Given text:
----------
Dec 28 2005 Published by Benito Vergara under music

In alphabetical order:

Ryan Adams, Heartbreaker
   ”Ryan Adams??” At least two people questioned my choice of favorite albums, but Heartbreaker tided me over some: darkly romantic ballads straight from Dylan and Parsons territory.

Aitanna77, Spring Is Coming Soon
   I think, with something of a wince, that this is what is called “folktronica.” Labels aside, this is quietly arresting music, all disc whirr and guitar wisp, tweaked lullabies for cold and dry seasons.

Laura Cantrell, Humming by the Flowered Vine
   Laura Cantrell’s latest album is, to my ears, most analogous to Gillian Welch’s Time (The Revelator): a detour from Nashville / Scrabble Creek that confirms Cantrell as one of America’s finest pop singer-songwriters who chooses to work in the folk/country idiom (not that there’s anything wrong about being strictly country!).
----------
Tasks to perform:
**a.** Reproduce word for word the part of the album list that begins at the words "Dec 28 2005" and stops after "and Parsons territory.".
**b.** In the album list, which Gillian Welch album does the writer find most analogous to Laura Cantrell's latest album?
----------
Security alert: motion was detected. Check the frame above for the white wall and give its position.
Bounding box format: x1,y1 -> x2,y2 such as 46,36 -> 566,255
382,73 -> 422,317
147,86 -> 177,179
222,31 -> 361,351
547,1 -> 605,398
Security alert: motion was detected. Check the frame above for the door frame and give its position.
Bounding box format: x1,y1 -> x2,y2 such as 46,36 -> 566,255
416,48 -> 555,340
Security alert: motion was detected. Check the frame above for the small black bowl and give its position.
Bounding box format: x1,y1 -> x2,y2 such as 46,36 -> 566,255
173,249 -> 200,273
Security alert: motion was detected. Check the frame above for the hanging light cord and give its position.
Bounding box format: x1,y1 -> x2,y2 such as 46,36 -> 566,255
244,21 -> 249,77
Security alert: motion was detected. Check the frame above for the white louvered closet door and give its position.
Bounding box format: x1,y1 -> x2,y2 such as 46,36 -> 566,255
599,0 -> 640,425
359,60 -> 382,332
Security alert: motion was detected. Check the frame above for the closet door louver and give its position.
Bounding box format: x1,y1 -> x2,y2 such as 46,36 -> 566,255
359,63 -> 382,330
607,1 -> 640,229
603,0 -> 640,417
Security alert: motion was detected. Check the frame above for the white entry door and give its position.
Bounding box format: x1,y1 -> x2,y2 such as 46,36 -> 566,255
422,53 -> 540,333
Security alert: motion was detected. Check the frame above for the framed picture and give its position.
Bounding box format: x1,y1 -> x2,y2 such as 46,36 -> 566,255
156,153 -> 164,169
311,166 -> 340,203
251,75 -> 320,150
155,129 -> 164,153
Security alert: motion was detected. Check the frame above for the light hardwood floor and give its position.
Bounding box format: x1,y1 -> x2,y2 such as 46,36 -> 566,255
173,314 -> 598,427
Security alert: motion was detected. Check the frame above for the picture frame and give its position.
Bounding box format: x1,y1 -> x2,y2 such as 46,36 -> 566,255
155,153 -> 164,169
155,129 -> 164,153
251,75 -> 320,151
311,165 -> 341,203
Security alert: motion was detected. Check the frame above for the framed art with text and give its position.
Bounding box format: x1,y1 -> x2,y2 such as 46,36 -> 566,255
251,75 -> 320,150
----------
Answer set:
**a.**
Dec 28 2005 Published by Benito Vergara under music

In alphabetical order:

Ryan Adams, Heartbreaker
   ”Ryan Adams??” At least two people questioned my choice of favorite albums, but Heartbreaker tided me over some: darkly romantic ballads straight from Dylan and Parsons territory.

**b.** Time (The Revelator)